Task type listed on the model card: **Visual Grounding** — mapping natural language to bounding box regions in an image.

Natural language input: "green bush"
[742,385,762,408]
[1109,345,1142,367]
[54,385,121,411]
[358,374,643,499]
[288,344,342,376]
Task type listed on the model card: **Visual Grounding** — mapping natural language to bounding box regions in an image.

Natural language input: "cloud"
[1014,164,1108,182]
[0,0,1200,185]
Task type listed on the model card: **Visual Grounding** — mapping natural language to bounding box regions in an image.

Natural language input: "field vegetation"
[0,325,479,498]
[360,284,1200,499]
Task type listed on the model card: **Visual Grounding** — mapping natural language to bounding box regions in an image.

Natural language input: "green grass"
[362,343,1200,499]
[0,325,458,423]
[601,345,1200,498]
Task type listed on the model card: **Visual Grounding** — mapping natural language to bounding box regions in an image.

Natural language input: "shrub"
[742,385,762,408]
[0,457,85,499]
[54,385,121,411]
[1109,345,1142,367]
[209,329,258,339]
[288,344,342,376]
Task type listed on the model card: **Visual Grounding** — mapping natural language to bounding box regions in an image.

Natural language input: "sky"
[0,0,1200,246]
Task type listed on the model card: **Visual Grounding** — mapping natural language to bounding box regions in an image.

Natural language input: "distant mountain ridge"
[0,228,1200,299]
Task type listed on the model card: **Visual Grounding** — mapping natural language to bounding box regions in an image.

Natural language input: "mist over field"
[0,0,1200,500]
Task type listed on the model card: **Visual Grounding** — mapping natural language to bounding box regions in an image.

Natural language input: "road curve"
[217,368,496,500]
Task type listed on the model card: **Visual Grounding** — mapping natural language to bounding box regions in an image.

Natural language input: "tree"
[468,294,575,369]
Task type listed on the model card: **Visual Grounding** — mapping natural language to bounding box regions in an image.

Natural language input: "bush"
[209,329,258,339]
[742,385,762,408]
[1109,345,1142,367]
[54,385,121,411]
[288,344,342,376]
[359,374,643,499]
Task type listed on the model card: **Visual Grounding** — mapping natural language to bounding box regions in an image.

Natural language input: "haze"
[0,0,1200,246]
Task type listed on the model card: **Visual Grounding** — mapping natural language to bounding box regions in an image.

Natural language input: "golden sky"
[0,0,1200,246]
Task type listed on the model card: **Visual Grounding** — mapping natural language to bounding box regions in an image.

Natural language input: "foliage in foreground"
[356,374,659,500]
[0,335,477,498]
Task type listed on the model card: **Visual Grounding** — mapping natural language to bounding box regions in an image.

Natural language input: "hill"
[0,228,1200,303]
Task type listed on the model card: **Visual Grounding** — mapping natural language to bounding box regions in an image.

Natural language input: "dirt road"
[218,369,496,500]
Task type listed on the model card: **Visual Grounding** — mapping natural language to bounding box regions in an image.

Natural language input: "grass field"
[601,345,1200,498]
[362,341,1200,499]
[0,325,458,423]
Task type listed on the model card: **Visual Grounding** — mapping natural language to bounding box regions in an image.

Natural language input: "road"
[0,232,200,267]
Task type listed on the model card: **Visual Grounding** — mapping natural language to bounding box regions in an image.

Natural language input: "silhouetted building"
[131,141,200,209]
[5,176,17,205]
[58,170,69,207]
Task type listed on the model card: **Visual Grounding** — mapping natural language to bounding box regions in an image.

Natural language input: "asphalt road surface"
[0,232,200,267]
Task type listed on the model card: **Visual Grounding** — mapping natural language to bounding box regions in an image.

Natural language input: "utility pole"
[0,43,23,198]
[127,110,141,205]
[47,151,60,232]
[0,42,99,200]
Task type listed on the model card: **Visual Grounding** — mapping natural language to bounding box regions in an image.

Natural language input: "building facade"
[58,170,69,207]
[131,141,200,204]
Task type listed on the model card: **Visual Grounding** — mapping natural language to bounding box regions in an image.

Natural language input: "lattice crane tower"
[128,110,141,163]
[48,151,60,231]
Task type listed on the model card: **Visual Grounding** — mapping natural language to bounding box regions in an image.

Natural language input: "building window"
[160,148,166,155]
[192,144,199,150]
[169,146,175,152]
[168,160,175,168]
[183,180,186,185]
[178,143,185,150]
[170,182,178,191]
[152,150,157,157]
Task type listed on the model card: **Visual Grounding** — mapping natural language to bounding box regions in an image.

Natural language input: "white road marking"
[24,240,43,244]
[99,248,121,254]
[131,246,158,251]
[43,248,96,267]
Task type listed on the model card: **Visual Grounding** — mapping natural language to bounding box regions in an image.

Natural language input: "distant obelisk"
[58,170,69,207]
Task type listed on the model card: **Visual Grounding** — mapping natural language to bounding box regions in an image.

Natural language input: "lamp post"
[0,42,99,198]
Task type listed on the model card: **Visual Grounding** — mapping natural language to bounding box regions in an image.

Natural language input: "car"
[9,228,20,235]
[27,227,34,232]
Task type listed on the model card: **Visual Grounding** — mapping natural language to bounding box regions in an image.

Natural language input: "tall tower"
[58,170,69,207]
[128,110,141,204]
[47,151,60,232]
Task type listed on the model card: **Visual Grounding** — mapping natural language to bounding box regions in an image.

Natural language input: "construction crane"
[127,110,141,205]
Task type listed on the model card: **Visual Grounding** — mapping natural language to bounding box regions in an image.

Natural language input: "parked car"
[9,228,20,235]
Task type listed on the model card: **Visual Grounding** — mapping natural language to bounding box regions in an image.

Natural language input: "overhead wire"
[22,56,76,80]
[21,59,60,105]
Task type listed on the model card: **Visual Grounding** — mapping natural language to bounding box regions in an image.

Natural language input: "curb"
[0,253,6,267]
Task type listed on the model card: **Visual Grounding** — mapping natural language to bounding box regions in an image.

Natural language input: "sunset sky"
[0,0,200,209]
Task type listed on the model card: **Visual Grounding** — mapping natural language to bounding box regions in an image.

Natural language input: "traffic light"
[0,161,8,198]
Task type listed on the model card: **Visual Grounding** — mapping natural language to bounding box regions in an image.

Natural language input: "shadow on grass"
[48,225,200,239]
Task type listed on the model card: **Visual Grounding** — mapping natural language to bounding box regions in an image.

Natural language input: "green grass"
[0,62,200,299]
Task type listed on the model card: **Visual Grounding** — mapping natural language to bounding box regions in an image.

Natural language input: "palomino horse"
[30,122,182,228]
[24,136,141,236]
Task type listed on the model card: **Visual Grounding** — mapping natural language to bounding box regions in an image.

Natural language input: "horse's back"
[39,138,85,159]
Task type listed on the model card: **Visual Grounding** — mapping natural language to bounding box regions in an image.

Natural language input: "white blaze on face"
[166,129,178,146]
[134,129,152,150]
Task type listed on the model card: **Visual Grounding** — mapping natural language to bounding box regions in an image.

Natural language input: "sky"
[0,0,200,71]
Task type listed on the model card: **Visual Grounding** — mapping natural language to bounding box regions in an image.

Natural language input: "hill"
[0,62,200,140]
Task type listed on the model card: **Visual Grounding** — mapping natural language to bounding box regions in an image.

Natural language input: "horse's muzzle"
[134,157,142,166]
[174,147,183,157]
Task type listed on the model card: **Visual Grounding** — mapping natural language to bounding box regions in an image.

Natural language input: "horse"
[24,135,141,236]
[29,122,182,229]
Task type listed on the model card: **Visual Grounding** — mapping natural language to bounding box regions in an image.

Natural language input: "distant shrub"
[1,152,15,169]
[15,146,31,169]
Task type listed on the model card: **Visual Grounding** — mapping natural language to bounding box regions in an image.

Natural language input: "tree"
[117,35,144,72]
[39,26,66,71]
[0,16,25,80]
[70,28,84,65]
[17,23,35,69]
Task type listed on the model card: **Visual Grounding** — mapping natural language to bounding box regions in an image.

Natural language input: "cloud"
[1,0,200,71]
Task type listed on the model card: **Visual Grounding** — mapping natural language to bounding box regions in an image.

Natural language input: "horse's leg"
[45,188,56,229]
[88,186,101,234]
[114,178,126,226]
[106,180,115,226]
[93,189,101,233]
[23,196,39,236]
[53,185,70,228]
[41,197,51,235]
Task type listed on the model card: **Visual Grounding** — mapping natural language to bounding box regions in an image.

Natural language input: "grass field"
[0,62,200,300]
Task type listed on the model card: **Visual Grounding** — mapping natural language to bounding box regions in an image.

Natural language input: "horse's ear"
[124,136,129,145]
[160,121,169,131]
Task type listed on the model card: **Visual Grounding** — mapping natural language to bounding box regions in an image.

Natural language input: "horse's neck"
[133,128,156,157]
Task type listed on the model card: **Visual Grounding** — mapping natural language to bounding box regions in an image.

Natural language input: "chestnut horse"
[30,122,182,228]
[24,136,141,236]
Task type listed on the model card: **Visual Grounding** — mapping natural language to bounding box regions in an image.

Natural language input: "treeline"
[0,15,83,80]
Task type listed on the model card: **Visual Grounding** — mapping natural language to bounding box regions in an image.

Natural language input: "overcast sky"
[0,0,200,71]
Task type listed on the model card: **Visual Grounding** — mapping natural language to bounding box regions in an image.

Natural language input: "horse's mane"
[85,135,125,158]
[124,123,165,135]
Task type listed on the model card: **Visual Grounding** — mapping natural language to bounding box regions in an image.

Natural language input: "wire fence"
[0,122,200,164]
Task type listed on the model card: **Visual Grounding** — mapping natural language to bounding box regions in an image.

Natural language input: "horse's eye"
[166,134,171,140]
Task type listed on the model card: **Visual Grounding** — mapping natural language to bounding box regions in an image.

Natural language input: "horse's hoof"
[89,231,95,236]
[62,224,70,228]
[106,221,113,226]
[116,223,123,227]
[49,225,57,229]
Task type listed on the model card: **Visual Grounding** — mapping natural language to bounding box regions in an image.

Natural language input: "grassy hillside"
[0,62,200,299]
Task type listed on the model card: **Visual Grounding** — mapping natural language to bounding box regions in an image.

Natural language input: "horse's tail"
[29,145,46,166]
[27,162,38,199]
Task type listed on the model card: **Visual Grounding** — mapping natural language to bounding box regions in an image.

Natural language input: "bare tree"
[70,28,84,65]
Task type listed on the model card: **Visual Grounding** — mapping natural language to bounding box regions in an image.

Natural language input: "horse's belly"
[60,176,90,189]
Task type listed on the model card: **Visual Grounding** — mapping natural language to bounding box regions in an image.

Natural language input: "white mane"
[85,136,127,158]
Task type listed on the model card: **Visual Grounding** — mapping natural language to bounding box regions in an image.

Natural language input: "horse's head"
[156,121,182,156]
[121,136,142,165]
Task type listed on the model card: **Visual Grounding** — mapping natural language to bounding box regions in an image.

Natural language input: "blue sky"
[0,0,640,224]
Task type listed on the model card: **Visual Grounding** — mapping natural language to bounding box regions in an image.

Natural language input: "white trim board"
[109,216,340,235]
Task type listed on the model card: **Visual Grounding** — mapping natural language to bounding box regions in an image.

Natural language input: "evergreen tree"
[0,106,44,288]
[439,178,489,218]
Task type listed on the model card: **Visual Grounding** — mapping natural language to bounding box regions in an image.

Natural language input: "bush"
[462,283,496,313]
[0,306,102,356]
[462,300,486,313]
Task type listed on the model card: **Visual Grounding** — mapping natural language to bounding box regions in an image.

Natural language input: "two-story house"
────
Reproduce the records from their start through the line containing "[360,284,1200,499]", inclusive, switching "cloud" to "storm cloud" and leaving everything else unchanged.

Task type listed on the model card: **Visual Grounding** — mapping natural language to bounding box regions in an image.

Natural language input: "green bush"
[742,385,762,408]
[1109,345,1142,367]
[54,385,121,411]
[358,374,643,499]
[288,344,342,376]
Task type listed on the model card: **Visual Grounding** — mapping natural language to bounding box regions in an image.

Natural language input: "storm cloud"
[1014,164,1108,182]
[0,0,1200,185]
Task type listed on the model card: **Visual Grounding** — mapping natural language to bounding box regions in an image.

Natural language input: "field vegetation"
[0,325,479,498]
[360,284,1200,499]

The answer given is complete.